◆ The task ◆
Return every line of the entries below, unaltered, from the line containing "Look at this image and locate every instance of wooden" down to the line containing "top-left (0, 102), bottom-right (500, 500)", including both of those lines.

◆ Task inputs ◆
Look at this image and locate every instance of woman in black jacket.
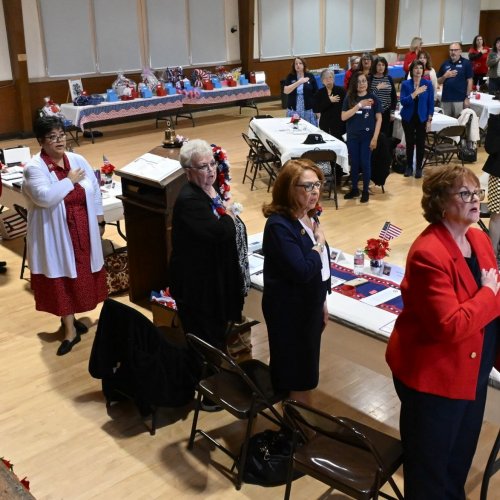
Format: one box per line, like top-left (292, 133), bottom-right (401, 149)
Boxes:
top-left (283, 57), bottom-right (318, 125)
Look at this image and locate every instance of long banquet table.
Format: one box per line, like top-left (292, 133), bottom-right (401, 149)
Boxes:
top-left (249, 118), bottom-right (349, 173)
top-left (61, 94), bottom-right (184, 142)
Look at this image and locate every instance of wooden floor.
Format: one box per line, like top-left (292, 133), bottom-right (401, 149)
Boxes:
top-left (0, 102), bottom-right (500, 500)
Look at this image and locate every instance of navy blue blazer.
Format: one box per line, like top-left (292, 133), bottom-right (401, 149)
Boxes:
top-left (399, 78), bottom-right (434, 123)
top-left (262, 214), bottom-right (331, 304)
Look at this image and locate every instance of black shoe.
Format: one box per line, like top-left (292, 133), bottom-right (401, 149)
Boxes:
top-left (57, 333), bottom-right (81, 356)
top-left (404, 167), bottom-right (413, 177)
top-left (73, 319), bottom-right (89, 335)
top-left (344, 189), bottom-right (359, 200)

◆ Exercise solution ◆
Look at this image and locate every instance of wooden floor.
Format: one box per line, like top-left (292, 133), bottom-right (401, 149)
Boxes:
top-left (0, 102), bottom-right (500, 500)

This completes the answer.